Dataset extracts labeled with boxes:
————————

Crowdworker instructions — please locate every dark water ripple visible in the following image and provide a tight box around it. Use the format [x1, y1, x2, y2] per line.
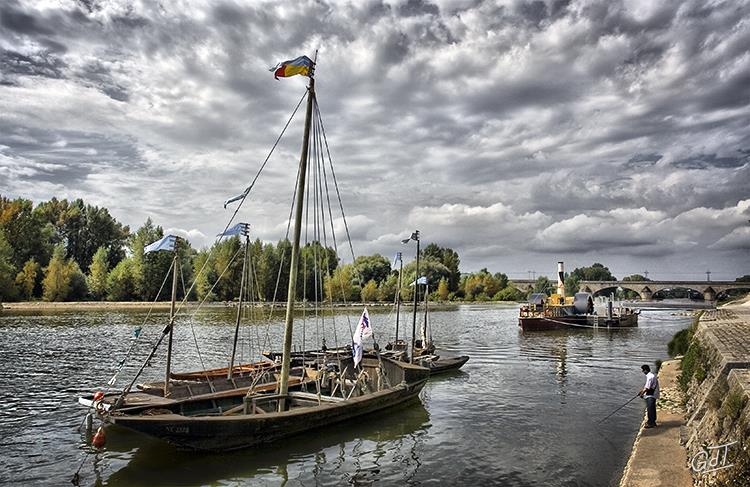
[0, 305, 689, 486]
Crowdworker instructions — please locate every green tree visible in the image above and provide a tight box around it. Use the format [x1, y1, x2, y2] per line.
[436, 278, 450, 301]
[492, 286, 523, 301]
[193, 250, 216, 301]
[378, 273, 398, 303]
[324, 264, 361, 302]
[107, 257, 138, 301]
[297, 241, 338, 301]
[622, 274, 651, 281]
[88, 246, 109, 300]
[462, 269, 501, 301]
[67, 259, 89, 301]
[0, 196, 52, 270]
[495, 272, 509, 290]
[256, 244, 282, 301]
[571, 262, 617, 281]
[16, 258, 41, 301]
[129, 217, 164, 301]
[361, 279, 378, 303]
[354, 254, 391, 284]
[0, 228, 18, 303]
[422, 243, 461, 291]
[34, 198, 129, 271]
[42, 245, 73, 301]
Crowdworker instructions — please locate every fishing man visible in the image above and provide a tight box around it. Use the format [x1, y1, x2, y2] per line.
[638, 365, 659, 428]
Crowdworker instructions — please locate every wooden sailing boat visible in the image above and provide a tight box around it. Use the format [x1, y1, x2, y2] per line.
[81, 56, 429, 450]
[416, 278, 469, 376]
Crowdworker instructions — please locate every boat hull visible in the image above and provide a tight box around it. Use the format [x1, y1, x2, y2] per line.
[108, 359, 429, 451]
[518, 313, 638, 331]
[423, 355, 469, 377]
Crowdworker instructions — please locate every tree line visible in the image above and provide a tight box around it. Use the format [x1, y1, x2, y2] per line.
[0, 196, 523, 302]
[0, 195, 748, 302]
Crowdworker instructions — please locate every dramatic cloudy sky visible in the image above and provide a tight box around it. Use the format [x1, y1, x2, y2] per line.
[0, 0, 750, 279]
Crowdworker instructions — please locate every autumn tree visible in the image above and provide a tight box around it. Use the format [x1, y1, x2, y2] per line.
[354, 254, 391, 284]
[570, 262, 617, 281]
[0, 196, 52, 270]
[42, 245, 74, 301]
[436, 278, 450, 301]
[34, 198, 129, 272]
[107, 257, 138, 301]
[361, 279, 378, 303]
[421, 243, 461, 291]
[88, 247, 109, 300]
[0, 229, 18, 303]
[16, 258, 41, 301]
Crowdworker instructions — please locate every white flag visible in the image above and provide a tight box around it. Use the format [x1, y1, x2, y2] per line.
[352, 308, 372, 367]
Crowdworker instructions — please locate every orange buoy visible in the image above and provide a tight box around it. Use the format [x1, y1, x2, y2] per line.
[91, 426, 107, 448]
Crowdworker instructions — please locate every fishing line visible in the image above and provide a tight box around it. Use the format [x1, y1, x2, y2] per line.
[596, 394, 640, 424]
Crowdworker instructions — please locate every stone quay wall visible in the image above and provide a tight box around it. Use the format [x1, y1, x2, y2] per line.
[681, 303, 750, 486]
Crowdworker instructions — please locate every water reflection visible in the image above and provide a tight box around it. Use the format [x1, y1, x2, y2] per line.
[0, 306, 690, 486]
[102, 401, 430, 486]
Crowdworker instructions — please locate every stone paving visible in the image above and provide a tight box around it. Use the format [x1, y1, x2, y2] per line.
[620, 301, 750, 487]
[699, 306, 750, 374]
[620, 360, 693, 487]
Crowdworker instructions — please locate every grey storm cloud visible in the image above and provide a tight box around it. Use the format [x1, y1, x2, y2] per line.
[0, 0, 750, 278]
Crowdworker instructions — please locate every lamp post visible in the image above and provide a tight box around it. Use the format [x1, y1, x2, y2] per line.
[401, 230, 419, 363]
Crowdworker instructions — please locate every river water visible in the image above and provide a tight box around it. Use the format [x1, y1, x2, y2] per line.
[0, 305, 691, 486]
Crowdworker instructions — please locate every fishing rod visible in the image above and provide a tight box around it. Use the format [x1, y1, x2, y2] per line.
[596, 394, 640, 424]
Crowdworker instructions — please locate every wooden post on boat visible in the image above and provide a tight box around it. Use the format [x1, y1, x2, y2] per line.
[422, 284, 430, 350]
[393, 252, 404, 350]
[279, 52, 318, 412]
[227, 233, 250, 380]
[410, 230, 419, 363]
[164, 254, 178, 397]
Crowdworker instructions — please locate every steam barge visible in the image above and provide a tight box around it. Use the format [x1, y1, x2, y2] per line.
[518, 262, 638, 331]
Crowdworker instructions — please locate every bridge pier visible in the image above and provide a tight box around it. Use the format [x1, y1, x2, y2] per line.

————————

YOUR OBJECTIVE:
Extract each line of the listing above that contains the word "river".

IN RESPONSE:
Crowdworker instructions — please locate every river water visible in the image above and provide a tight box around it. Use the format [x1, y1, x2, y2] per line.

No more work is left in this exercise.